━━━ EXTRACTED RECORDS ━━━

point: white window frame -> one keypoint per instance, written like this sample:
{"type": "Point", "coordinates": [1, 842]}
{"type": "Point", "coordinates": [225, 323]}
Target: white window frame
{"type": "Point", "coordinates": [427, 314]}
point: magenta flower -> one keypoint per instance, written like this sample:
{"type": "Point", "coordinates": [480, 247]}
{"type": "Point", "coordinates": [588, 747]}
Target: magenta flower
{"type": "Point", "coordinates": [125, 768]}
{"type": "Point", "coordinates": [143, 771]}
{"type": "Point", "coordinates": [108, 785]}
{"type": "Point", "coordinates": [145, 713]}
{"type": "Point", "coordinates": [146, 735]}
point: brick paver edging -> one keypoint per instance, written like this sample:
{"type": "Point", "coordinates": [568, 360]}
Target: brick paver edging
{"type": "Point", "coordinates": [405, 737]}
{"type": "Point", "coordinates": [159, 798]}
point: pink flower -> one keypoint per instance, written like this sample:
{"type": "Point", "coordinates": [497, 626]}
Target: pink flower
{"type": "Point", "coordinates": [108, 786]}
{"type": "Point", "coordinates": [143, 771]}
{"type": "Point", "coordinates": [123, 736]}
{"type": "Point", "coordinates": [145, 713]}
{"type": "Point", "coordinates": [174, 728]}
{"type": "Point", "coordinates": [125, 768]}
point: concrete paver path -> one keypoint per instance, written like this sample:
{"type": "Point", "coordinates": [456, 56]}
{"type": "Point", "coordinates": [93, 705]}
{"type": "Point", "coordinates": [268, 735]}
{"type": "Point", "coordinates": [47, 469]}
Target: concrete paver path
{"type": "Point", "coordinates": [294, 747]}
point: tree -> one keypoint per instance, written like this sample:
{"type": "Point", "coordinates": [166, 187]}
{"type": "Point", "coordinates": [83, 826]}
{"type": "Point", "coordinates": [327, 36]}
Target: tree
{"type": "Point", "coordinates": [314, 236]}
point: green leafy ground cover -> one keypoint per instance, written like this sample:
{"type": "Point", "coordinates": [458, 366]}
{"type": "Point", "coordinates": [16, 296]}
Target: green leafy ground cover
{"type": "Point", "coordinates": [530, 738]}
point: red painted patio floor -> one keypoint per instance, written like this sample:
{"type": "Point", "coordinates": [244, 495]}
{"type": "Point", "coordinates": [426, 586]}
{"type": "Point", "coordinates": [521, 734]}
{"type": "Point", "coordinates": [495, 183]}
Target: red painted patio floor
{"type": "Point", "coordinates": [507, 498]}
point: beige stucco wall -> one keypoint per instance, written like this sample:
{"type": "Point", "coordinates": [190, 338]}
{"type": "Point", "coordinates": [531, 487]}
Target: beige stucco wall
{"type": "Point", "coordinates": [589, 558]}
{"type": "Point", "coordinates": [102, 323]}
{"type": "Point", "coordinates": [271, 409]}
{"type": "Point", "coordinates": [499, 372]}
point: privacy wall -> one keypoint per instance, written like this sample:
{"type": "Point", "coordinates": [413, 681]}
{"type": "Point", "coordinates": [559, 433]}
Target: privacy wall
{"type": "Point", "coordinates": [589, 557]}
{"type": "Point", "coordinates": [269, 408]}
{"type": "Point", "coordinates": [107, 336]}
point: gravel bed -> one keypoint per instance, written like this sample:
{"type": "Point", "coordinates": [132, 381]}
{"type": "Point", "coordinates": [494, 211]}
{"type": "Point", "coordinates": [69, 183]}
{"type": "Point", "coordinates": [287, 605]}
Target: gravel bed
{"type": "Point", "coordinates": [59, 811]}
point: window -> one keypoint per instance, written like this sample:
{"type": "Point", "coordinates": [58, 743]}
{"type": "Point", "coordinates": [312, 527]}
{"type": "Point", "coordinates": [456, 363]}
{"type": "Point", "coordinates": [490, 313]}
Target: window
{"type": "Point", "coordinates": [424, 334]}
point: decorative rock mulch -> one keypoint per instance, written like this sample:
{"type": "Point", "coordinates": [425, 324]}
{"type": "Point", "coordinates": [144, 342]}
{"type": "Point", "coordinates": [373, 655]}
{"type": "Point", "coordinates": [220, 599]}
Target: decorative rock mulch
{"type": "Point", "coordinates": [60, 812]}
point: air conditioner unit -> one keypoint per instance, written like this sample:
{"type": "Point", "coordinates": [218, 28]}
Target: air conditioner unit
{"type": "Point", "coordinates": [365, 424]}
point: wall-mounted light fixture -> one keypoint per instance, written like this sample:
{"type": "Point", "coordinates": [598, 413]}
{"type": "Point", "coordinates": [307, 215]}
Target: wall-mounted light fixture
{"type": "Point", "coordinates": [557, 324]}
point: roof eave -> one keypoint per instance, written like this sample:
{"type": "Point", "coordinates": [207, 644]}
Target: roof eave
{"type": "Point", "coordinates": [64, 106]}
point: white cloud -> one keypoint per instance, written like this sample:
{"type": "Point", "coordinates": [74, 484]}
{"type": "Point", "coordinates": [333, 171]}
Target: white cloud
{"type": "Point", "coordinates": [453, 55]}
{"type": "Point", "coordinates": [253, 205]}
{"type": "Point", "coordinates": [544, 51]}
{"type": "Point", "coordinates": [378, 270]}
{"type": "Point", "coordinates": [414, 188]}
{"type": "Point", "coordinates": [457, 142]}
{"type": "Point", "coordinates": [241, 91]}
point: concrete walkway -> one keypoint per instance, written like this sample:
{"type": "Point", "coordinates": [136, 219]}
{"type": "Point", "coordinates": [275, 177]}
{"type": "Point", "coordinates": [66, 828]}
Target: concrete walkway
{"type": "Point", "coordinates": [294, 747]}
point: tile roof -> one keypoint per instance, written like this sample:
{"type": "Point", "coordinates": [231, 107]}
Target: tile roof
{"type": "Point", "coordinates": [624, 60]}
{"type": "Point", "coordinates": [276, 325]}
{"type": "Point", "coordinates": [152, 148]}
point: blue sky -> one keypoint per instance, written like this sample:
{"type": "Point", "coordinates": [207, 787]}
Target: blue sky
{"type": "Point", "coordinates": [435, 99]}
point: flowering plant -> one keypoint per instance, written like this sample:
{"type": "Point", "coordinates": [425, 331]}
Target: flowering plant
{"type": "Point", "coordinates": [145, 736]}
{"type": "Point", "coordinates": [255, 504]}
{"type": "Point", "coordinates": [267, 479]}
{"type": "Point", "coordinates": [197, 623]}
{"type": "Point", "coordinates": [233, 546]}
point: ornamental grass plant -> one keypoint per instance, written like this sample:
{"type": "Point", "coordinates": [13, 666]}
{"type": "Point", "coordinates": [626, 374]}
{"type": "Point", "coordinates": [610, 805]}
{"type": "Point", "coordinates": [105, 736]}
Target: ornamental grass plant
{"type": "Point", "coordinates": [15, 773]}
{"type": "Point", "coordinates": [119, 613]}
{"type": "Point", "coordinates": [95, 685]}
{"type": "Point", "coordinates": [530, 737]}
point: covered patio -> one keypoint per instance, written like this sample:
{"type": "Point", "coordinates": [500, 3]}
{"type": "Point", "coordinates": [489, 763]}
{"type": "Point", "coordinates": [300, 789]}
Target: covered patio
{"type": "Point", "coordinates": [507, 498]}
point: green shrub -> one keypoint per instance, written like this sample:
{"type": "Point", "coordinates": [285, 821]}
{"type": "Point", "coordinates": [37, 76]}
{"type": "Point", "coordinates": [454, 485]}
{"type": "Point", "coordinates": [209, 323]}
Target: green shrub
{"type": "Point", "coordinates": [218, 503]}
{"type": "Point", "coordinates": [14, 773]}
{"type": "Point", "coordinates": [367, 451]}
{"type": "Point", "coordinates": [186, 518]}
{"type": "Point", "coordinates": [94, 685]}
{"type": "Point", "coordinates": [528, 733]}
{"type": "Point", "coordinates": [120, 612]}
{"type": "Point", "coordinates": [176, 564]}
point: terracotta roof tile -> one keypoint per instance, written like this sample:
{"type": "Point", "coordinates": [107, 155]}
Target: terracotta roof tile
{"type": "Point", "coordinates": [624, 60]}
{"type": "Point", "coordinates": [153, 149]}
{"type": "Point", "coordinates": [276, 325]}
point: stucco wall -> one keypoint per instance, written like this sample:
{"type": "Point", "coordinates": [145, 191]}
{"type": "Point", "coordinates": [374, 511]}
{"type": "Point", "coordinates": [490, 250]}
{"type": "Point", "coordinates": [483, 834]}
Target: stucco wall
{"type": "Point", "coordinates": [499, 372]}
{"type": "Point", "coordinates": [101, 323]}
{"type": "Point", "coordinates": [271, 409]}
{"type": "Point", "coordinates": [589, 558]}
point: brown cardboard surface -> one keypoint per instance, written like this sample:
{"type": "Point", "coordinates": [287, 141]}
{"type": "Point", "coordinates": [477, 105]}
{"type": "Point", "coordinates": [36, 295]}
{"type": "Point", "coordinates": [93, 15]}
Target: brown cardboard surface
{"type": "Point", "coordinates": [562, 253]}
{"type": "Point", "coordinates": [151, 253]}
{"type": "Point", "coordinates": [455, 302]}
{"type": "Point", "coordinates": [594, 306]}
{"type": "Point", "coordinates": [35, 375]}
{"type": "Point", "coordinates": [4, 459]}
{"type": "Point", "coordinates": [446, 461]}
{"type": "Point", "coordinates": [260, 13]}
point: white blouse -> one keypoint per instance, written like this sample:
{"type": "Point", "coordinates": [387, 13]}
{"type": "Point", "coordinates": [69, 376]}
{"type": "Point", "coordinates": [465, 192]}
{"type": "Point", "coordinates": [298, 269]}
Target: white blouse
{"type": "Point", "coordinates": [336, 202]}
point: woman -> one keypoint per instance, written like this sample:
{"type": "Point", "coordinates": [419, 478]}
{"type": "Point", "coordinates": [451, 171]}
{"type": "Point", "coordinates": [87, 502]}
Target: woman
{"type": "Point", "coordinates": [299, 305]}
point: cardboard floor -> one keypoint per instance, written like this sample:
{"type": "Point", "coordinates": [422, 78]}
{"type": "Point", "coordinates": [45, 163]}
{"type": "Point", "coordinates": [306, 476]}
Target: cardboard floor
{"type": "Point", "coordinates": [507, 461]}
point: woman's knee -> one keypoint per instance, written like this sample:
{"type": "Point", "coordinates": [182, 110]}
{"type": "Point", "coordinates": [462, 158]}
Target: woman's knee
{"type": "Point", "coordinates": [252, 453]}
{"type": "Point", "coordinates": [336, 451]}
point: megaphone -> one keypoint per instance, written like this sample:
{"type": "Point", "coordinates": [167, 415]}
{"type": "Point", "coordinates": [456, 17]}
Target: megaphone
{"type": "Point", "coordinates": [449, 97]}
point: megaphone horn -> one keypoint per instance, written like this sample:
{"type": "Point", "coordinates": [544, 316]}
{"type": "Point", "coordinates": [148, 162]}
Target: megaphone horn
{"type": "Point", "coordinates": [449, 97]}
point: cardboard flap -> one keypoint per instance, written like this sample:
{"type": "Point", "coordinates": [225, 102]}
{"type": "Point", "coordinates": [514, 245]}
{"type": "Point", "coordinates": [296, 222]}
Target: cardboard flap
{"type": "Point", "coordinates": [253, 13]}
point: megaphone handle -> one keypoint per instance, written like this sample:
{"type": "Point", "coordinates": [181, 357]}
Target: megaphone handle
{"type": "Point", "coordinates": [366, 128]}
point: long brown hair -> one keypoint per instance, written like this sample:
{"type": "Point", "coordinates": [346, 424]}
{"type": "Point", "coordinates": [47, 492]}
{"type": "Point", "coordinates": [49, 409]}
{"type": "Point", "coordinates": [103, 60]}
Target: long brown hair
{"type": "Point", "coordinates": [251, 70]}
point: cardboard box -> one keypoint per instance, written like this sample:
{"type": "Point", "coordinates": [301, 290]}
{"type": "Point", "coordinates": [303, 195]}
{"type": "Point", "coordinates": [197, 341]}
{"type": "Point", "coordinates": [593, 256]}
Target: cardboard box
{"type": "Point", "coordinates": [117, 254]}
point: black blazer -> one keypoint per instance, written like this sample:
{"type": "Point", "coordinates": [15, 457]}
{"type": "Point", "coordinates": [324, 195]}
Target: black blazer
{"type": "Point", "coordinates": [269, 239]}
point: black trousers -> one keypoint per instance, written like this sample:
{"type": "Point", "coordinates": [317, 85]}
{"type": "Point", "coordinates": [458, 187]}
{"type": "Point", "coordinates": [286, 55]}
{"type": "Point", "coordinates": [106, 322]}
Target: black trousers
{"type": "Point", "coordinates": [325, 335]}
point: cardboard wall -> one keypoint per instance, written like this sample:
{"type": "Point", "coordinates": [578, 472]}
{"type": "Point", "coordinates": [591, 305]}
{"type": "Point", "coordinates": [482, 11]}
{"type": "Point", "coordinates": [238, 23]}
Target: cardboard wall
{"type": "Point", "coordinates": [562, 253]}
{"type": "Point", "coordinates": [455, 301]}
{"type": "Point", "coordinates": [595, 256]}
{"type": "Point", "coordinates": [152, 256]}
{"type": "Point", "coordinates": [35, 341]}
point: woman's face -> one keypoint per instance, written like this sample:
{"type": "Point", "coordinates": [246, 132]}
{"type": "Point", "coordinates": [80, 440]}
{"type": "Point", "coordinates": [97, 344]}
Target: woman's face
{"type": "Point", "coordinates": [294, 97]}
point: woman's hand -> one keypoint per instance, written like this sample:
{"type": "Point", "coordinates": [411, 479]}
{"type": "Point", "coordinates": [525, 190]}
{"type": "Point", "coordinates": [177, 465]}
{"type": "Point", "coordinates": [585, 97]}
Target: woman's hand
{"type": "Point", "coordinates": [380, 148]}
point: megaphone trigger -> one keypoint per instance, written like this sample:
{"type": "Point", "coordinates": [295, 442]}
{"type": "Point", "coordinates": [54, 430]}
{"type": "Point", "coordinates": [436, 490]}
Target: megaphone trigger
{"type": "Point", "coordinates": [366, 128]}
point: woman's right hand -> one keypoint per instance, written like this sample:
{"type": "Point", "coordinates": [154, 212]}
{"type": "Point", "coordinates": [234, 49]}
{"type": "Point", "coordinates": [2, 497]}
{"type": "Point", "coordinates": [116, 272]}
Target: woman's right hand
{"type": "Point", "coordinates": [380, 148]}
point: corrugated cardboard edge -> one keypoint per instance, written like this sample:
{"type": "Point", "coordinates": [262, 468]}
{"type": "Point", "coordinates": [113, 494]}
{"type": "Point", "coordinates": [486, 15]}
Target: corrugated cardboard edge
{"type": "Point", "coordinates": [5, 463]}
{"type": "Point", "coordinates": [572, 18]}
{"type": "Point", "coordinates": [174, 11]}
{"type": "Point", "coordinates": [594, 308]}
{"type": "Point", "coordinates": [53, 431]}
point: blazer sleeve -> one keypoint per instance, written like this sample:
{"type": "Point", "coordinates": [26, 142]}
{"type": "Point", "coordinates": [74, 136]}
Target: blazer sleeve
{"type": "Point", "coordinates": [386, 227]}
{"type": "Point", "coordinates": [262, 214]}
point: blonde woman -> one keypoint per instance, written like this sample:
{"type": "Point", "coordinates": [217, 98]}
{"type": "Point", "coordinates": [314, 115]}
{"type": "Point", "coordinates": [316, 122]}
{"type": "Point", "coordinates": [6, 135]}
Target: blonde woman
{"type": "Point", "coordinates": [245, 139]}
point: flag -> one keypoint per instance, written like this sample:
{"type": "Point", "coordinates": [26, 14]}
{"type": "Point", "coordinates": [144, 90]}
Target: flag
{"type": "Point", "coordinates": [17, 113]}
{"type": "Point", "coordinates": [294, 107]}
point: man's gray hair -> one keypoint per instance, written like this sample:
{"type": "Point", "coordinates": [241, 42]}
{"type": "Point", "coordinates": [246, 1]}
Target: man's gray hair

━━━

— REQUIRED ACTION —
Return each line above where the word "gray" shows up.

— WORKED SOLUTION —
point: man's gray hair -> one keypoint per instance, written like this sample:
Target: man's gray hair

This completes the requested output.